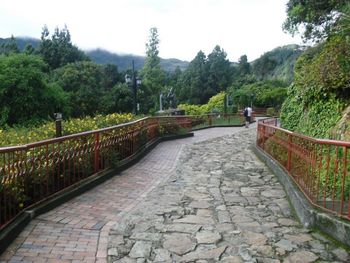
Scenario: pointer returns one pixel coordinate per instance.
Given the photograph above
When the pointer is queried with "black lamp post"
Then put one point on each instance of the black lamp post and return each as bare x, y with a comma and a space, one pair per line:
135, 83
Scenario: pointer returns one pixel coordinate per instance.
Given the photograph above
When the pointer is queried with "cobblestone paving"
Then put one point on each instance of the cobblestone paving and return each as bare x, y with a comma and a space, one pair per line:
220, 203
77, 231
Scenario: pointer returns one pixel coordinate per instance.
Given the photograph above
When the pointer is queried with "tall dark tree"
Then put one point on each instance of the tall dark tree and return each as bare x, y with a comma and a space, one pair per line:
82, 80
25, 94
110, 76
153, 77
220, 72
243, 66
9, 46
195, 81
58, 50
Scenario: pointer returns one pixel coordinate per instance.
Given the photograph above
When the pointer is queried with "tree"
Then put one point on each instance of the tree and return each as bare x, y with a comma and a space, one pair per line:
243, 66
194, 81
25, 94
59, 50
318, 18
219, 71
82, 80
117, 99
9, 47
110, 76
153, 77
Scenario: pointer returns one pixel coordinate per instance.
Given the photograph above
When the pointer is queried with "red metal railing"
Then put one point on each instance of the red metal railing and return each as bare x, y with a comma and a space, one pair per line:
320, 168
31, 173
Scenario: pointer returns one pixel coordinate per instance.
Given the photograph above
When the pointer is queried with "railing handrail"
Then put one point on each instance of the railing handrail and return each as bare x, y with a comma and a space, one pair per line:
75, 135
319, 167
316, 140
65, 137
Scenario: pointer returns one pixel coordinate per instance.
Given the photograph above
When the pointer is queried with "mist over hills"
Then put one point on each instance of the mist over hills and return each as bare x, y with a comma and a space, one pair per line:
101, 56
123, 62
277, 63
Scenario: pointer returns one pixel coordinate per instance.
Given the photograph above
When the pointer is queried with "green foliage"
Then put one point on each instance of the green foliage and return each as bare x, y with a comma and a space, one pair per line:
19, 135
152, 75
216, 103
205, 77
25, 94
59, 50
191, 109
277, 63
243, 66
117, 99
8, 47
321, 89
318, 18
81, 80
325, 72
267, 93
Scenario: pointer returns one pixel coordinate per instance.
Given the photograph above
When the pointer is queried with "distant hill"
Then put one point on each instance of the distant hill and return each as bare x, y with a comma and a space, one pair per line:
277, 63
123, 62
22, 41
101, 56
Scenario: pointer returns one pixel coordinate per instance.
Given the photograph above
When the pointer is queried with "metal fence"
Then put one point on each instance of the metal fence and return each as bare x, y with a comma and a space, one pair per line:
320, 168
33, 172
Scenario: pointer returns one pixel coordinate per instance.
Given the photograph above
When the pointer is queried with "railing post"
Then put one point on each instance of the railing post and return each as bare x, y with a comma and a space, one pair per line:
97, 152
289, 160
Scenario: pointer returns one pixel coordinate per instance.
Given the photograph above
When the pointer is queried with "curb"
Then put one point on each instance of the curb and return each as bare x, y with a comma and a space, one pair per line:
309, 216
14, 228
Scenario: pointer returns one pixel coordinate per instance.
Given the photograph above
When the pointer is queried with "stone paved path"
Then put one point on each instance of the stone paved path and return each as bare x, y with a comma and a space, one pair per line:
220, 203
78, 230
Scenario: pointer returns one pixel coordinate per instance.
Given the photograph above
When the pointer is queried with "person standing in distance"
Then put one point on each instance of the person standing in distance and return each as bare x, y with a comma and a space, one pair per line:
248, 116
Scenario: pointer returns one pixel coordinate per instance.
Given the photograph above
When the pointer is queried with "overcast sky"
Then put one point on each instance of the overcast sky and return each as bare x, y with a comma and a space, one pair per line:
250, 27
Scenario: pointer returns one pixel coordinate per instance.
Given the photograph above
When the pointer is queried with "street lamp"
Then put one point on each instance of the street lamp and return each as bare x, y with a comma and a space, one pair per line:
134, 82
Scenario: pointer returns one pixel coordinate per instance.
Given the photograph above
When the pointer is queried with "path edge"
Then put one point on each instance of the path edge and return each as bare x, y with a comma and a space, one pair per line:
309, 216
10, 232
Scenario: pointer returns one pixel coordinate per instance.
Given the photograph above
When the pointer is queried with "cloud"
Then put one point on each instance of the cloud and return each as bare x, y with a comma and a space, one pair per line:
249, 27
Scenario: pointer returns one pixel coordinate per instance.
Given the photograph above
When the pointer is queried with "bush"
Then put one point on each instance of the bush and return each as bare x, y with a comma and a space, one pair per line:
25, 135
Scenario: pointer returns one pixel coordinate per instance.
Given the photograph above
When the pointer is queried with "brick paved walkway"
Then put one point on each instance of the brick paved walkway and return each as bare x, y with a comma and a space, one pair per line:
77, 231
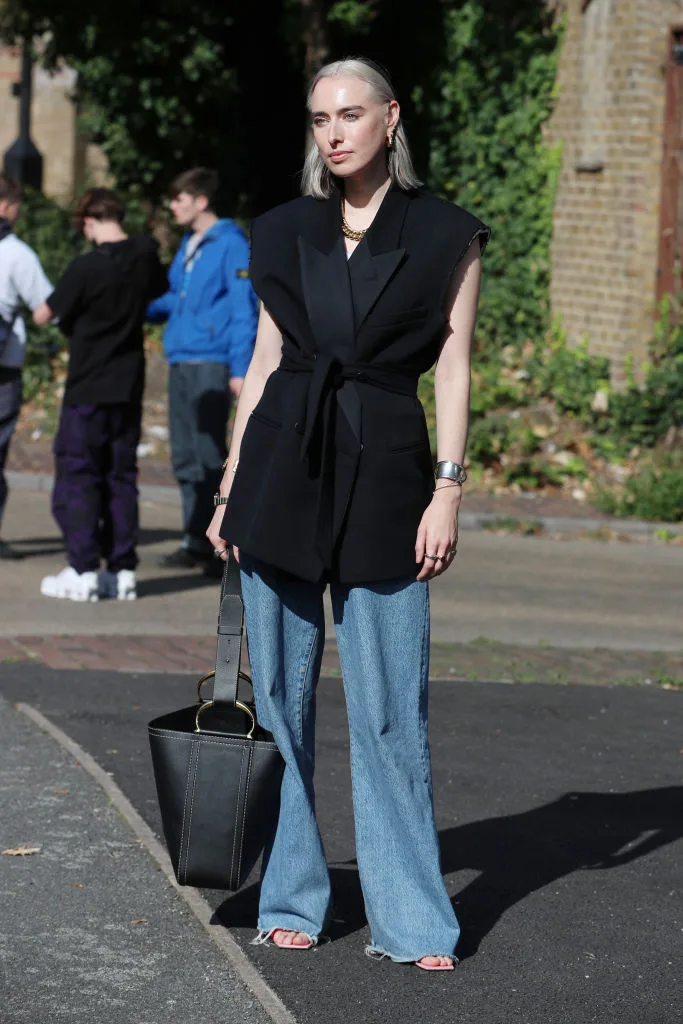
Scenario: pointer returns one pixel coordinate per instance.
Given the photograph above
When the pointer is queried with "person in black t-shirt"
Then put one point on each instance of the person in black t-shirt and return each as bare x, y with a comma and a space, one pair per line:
100, 302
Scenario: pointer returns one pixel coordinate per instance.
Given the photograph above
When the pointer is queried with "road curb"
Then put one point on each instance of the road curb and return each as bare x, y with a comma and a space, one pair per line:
268, 999
639, 529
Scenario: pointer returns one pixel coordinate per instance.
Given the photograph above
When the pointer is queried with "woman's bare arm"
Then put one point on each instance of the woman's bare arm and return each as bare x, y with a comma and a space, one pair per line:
267, 351
438, 529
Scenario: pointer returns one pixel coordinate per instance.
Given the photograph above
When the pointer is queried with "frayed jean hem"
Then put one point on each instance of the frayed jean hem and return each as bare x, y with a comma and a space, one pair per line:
375, 952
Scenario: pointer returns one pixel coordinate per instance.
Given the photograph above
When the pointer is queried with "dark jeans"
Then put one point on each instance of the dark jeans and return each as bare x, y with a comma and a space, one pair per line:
199, 407
10, 403
95, 485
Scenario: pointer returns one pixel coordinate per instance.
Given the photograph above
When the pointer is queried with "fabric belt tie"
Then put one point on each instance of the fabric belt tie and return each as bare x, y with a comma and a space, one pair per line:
329, 375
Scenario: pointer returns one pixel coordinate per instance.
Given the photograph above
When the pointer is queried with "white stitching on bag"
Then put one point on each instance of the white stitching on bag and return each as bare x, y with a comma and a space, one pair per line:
237, 808
244, 811
184, 811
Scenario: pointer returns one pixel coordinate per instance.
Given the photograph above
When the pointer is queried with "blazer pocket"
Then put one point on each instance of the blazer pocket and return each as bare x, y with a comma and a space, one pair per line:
407, 316
422, 444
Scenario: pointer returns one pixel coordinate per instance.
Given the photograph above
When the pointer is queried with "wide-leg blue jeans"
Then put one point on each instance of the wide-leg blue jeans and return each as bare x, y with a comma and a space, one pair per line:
383, 639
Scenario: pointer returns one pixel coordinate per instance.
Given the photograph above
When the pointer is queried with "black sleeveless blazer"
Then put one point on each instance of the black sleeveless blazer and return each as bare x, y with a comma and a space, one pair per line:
335, 467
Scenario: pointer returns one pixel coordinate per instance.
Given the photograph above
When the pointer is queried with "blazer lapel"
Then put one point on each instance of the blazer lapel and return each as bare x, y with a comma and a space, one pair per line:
325, 282
375, 268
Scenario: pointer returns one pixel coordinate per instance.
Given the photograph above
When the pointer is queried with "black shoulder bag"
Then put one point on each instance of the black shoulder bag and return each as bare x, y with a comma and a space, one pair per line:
218, 773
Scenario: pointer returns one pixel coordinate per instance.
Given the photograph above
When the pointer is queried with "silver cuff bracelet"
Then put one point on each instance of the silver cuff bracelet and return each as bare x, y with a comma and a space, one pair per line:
451, 471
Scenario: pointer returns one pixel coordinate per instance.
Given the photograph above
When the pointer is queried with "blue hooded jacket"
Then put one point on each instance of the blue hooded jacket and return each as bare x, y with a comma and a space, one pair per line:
212, 309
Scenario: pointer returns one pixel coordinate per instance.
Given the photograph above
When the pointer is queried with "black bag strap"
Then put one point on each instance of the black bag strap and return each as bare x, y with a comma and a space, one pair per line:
230, 632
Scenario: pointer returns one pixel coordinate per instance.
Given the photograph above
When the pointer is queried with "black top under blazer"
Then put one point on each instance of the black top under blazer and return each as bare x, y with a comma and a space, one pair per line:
335, 467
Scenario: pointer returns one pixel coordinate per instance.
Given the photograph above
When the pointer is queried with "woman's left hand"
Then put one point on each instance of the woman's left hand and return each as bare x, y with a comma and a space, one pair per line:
437, 534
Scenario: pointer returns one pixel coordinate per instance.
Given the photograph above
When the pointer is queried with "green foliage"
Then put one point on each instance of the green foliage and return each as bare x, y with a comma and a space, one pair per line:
645, 412
654, 493
487, 102
569, 376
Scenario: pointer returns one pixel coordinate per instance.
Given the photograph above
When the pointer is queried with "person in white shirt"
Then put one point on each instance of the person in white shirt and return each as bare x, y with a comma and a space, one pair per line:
23, 282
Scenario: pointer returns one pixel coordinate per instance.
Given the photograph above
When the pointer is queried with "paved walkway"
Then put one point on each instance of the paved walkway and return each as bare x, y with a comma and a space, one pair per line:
91, 931
520, 591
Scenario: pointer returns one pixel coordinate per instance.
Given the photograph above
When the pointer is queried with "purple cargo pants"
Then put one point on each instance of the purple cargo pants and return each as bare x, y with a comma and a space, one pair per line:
94, 500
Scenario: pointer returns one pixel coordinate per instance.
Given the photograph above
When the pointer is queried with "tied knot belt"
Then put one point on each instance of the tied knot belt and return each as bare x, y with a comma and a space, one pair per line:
329, 375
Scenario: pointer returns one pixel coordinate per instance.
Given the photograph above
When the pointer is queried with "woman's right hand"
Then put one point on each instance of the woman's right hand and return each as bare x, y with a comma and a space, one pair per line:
213, 534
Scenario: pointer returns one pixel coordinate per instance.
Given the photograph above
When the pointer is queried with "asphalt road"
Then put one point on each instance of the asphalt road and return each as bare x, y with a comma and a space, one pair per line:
515, 590
560, 817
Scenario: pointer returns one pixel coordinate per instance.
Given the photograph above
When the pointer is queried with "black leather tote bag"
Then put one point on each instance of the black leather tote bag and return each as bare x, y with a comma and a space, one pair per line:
218, 773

◆ **WORK TO BE COMPLETED**
Tally the lines in the entries that contain the string "frayed" and give only that number.

◆ **RESPONSE TO THE EXERCISE**
2